(Image point grounding data)

+++

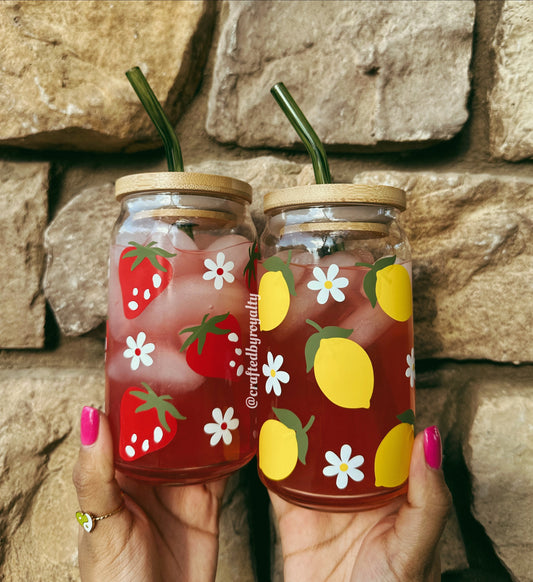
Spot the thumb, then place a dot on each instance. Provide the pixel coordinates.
(421, 520)
(94, 477)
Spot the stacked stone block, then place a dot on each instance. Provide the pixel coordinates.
(433, 97)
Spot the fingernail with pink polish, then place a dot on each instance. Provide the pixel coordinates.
(89, 425)
(433, 447)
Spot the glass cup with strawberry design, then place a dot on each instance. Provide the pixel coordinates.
(182, 272)
(337, 355)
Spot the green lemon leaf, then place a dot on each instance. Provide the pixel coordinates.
(276, 264)
(384, 262)
(313, 343)
(408, 416)
(288, 418)
(311, 348)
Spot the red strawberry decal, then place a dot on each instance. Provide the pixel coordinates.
(144, 273)
(148, 422)
(214, 348)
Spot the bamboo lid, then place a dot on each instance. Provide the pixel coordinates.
(333, 195)
(349, 229)
(185, 182)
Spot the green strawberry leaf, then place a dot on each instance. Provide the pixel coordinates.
(149, 252)
(199, 332)
(152, 401)
(408, 416)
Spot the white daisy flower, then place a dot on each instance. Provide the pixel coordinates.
(410, 372)
(138, 351)
(219, 271)
(343, 466)
(274, 375)
(222, 427)
(327, 285)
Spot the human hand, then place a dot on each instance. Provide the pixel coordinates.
(394, 543)
(163, 533)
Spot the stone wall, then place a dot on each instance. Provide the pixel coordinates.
(435, 97)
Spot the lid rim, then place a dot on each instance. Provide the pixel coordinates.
(334, 194)
(187, 182)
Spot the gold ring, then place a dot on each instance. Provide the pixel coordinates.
(88, 520)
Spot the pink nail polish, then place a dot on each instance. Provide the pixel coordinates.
(433, 447)
(89, 425)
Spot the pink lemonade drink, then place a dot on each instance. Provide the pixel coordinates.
(182, 278)
(337, 394)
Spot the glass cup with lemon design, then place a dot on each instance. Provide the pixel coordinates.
(337, 354)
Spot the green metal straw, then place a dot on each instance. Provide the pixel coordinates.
(305, 131)
(157, 115)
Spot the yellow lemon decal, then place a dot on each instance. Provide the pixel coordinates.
(391, 464)
(282, 443)
(274, 300)
(343, 370)
(278, 450)
(393, 292)
(275, 290)
(389, 285)
(344, 373)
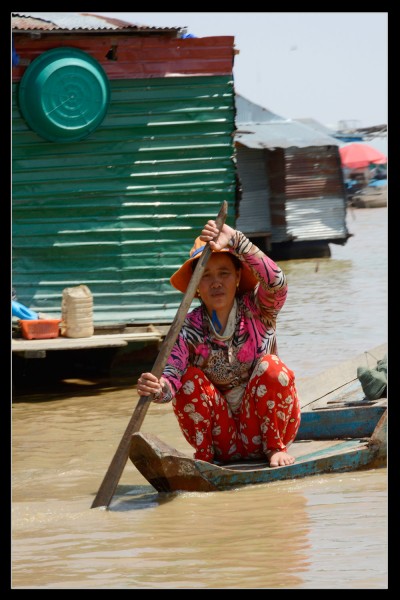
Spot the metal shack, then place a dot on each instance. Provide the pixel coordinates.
(293, 199)
(122, 148)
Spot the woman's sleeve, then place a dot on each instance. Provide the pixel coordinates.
(270, 295)
(174, 369)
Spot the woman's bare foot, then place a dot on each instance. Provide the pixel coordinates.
(278, 458)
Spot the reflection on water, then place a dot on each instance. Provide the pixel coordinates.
(319, 532)
(329, 298)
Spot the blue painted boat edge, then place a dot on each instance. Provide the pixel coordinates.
(352, 422)
(351, 460)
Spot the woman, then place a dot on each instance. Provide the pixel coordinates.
(233, 397)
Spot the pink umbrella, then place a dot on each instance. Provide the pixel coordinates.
(356, 155)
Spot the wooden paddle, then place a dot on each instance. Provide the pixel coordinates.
(114, 472)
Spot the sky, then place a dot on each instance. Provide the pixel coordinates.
(328, 66)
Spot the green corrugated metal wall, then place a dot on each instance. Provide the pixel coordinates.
(118, 211)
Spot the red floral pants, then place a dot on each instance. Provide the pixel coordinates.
(268, 417)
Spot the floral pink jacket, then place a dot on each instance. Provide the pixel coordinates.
(229, 364)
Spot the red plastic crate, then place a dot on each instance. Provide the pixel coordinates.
(38, 329)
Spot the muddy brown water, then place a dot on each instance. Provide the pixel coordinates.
(326, 532)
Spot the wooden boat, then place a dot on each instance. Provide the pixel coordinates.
(341, 430)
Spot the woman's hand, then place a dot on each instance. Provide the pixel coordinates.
(148, 384)
(210, 231)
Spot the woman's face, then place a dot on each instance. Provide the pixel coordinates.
(219, 282)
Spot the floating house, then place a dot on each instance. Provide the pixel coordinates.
(122, 148)
(293, 199)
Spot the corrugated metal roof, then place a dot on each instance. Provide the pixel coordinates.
(258, 127)
(72, 21)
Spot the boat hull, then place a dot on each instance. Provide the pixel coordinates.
(168, 470)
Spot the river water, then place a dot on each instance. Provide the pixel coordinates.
(323, 532)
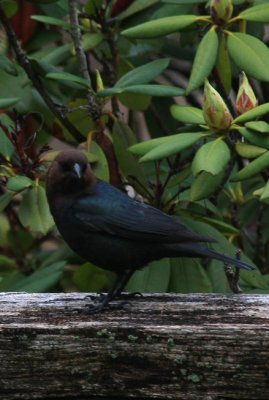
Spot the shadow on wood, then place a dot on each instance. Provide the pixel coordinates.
(156, 347)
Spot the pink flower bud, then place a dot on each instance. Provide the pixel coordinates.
(215, 111)
(246, 99)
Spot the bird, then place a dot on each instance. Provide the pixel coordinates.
(108, 228)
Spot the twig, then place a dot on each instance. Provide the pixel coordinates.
(233, 276)
(26, 65)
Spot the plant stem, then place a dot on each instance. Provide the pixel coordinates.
(94, 108)
(26, 65)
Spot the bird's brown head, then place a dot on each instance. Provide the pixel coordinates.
(70, 173)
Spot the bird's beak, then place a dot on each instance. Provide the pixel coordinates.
(77, 170)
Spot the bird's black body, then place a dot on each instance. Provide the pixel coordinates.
(108, 228)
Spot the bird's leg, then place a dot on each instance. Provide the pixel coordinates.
(115, 291)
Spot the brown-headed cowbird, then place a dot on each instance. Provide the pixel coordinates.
(108, 228)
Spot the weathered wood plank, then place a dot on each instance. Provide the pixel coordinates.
(158, 347)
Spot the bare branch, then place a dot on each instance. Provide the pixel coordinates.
(26, 65)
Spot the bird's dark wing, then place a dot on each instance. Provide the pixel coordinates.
(110, 211)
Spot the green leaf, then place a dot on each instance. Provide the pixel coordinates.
(221, 225)
(255, 137)
(90, 278)
(223, 64)
(7, 65)
(136, 7)
(135, 101)
(89, 41)
(187, 114)
(143, 74)
(8, 102)
(92, 6)
(6, 147)
(144, 147)
(249, 54)
(64, 76)
(160, 27)
(204, 60)
(10, 7)
(249, 150)
(259, 126)
(5, 199)
(259, 13)
(188, 276)
(252, 114)
(152, 279)
(217, 278)
(18, 183)
(51, 20)
(172, 146)
(265, 192)
(211, 157)
(41, 280)
(151, 90)
(204, 185)
(253, 168)
(34, 211)
(123, 138)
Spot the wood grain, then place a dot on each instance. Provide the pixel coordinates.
(156, 347)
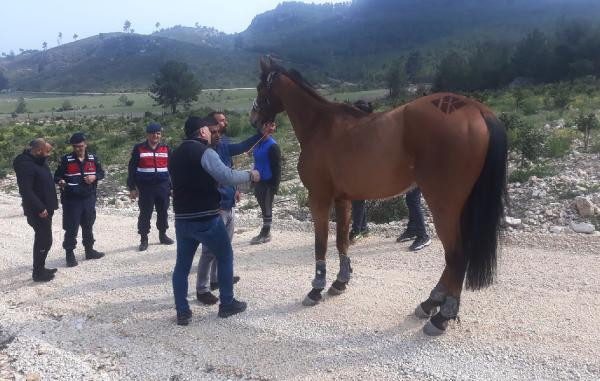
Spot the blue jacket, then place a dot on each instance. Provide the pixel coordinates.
(226, 151)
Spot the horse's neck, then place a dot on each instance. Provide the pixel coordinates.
(303, 109)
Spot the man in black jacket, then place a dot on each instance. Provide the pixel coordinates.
(39, 202)
(78, 175)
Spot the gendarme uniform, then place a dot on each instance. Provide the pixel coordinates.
(79, 199)
(148, 172)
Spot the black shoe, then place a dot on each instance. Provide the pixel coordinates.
(419, 243)
(184, 317)
(215, 285)
(143, 243)
(42, 276)
(71, 261)
(235, 307)
(406, 236)
(93, 254)
(207, 298)
(164, 239)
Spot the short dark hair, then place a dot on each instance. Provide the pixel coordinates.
(192, 125)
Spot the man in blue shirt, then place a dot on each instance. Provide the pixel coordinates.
(207, 265)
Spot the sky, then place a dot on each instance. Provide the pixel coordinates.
(27, 24)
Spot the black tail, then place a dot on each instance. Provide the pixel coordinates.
(484, 210)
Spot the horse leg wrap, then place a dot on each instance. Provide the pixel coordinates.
(345, 269)
(439, 322)
(320, 273)
(430, 306)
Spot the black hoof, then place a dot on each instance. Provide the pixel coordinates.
(313, 298)
(337, 288)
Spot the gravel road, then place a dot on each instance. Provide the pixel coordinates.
(113, 319)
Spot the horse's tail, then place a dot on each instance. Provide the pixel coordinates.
(484, 210)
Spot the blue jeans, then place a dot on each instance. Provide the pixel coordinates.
(416, 221)
(189, 235)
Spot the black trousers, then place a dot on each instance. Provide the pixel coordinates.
(265, 193)
(43, 239)
(359, 216)
(150, 197)
(79, 212)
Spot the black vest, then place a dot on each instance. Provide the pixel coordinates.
(195, 192)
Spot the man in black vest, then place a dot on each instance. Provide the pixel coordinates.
(38, 193)
(148, 178)
(78, 175)
(196, 170)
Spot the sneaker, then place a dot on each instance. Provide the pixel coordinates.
(183, 318)
(143, 243)
(419, 243)
(215, 285)
(206, 298)
(71, 260)
(93, 254)
(260, 239)
(406, 236)
(235, 307)
(165, 240)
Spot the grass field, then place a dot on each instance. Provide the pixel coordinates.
(240, 100)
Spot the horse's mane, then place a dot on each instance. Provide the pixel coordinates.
(299, 80)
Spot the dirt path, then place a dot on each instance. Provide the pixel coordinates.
(114, 318)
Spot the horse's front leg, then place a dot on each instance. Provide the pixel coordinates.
(342, 217)
(319, 207)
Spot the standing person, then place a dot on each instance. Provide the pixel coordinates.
(148, 178)
(38, 194)
(196, 170)
(359, 221)
(77, 176)
(416, 222)
(267, 161)
(207, 265)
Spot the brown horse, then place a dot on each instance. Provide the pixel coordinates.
(450, 146)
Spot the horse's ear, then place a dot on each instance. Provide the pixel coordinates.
(265, 64)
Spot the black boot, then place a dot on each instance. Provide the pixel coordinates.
(42, 276)
(71, 261)
(90, 253)
(143, 243)
(164, 239)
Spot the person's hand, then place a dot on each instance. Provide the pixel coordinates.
(205, 134)
(89, 179)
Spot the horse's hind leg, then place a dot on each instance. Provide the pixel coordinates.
(443, 302)
(319, 207)
(342, 217)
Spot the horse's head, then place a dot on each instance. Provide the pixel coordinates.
(266, 105)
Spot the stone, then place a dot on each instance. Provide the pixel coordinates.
(584, 206)
(583, 228)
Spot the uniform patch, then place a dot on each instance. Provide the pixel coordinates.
(448, 104)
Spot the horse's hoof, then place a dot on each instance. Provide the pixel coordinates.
(421, 314)
(308, 302)
(431, 330)
(337, 288)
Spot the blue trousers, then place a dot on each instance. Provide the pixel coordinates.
(76, 212)
(416, 221)
(153, 196)
(190, 234)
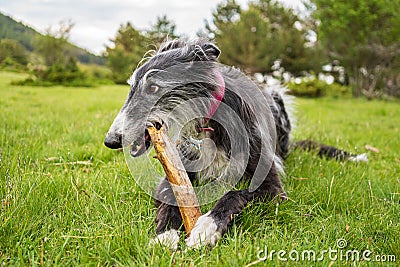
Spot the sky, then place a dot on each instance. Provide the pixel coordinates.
(97, 21)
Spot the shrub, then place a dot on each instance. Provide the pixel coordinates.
(317, 88)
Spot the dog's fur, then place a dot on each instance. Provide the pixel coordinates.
(212, 225)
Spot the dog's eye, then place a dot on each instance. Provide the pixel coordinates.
(153, 88)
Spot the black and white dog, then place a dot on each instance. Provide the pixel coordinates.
(233, 108)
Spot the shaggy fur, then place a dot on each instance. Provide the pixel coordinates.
(158, 86)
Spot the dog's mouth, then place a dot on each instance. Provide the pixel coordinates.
(143, 143)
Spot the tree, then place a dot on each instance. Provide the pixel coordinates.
(53, 45)
(12, 52)
(129, 46)
(60, 66)
(162, 29)
(364, 35)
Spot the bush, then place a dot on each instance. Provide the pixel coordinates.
(317, 88)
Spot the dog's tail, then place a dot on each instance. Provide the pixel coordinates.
(329, 151)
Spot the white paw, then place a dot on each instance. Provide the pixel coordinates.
(169, 239)
(204, 232)
(359, 158)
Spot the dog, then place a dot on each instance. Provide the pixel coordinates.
(236, 116)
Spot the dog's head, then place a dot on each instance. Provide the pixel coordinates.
(179, 71)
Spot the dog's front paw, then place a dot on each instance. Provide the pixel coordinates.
(205, 232)
(169, 239)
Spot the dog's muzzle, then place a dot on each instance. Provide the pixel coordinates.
(140, 145)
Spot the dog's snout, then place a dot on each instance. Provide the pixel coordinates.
(113, 141)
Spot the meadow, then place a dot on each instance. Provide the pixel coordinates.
(68, 200)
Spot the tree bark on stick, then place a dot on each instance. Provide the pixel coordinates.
(168, 156)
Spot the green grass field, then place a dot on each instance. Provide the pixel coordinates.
(57, 213)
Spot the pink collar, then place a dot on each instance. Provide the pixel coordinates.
(218, 96)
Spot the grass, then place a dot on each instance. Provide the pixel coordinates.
(90, 215)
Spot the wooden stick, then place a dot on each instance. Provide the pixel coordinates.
(168, 155)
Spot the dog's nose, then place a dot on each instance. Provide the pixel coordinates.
(113, 141)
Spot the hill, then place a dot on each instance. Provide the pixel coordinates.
(26, 36)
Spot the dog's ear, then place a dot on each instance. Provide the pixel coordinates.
(171, 45)
(207, 51)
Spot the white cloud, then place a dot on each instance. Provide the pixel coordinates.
(97, 21)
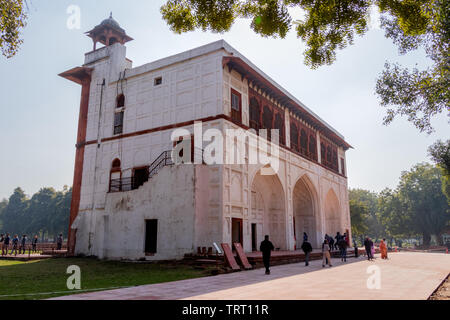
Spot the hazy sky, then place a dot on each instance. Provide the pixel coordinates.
(39, 110)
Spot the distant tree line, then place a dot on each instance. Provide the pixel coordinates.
(45, 214)
(416, 209)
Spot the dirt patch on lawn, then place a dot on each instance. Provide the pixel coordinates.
(443, 292)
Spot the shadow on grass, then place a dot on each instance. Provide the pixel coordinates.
(27, 280)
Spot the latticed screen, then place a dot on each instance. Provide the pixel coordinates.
(118, 122)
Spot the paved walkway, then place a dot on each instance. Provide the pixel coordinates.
(406, 276)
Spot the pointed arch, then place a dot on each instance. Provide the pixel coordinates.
(306, 214)
(270, 217)
(332, 213)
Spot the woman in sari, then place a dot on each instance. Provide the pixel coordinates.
(383, 249)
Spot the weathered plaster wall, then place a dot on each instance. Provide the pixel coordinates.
(118, 230)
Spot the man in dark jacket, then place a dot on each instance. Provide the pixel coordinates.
(307, 249)
(368, 246)
(266, 248)
(343, 249)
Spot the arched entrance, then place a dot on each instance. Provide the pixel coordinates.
(332, 214)
(268, 216)
(304, 206)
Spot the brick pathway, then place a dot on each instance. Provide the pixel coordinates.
(405, 276)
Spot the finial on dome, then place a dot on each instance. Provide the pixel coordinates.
(108, 32)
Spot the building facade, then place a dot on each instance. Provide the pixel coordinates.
(131, 202)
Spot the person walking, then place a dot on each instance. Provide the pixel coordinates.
(326, 254)
(5, 246)
(343, 249)
(23, 243)
(383, 249)
(59, 242)
(15, 245)
(368, 246)
(34, 244)
(331, 243)
(266, 248)
(307, 249)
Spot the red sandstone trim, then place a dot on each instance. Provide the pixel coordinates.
(81, 76)
(191, 122)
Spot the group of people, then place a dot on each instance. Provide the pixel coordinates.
(19, 245)
(342, 243)
(370, 249)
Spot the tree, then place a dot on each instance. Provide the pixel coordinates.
(12, 20)
(3, 205)
(418, 95)
(329, 25)
(391, 214)
(424, 205)
(13, 214)
(440, 154)
(370, 200)
(46, 213)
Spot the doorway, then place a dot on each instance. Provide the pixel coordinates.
(140, 177)
(254, 238)
(151, 236)
(236, 231)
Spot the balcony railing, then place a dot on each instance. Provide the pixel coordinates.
(133, 183)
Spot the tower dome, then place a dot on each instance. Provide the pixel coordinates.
(111, 23)
(108, 32)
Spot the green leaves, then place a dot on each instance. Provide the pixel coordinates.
(46, 212)
(188, 15)
(330, 25)
(12, 21)
(418, 95)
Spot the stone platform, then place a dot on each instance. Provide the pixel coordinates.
(405, 276)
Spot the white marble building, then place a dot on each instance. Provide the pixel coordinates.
(124, 208)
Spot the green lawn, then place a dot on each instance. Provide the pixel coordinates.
(29, 280)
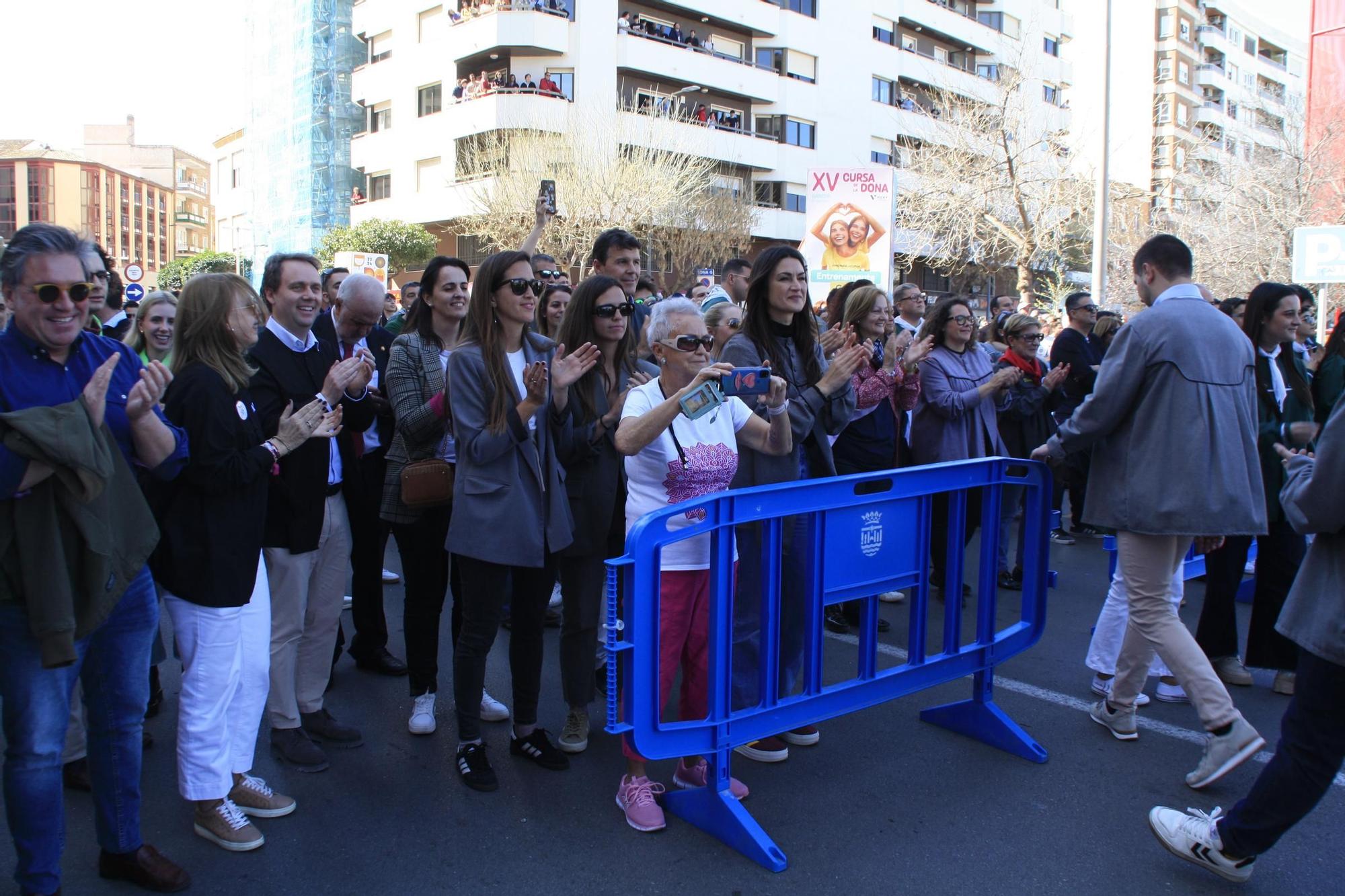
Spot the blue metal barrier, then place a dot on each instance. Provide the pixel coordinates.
(1194, 567)
(866, 534)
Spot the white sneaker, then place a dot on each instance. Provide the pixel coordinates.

+++

Extract exactly the lines from the one containing "Spot the doorway, then" through the last line of the records above, both included, and leave out the pictures.

## Written response
Spot the doorway, then place a dot on each instance. Provide the pixel coordinates.
(140, 177)
(254, 238)
(151, 236)
(236, 231)
Spot the balcony railing, then place a dot on each instance. Provide the pixel coordinates.
(133, 183)
Spot the tower dome, then place a dot on each instance. Provide the pixel coordinates.
(111, 23)
(108, 32)
Spot the green leaves, then place a dot on each instance. Provide the pixel coordinates.
(46, 212)
(188, 15)
(330, 25)
(12, 21)
(418, 95)
Spot the stone platform, then place a dot on each instance. Provide the pixel coordinates.
(405, 276)
Spot the white marble building, then place a dot on each instance. Provide the pixel coordinates.
(124, 208)
Spot the green lawn, then place a dot on each instance. Provide the pixel coordinates.
(29, 280)
Spot the blue metal barrier, then place a dot on each instance. Provide the pixel coordinates.
(1194, 567)
(866, 534)
Spot the white sneaker, then place a dot on each instance. Provide the pixel coordinates.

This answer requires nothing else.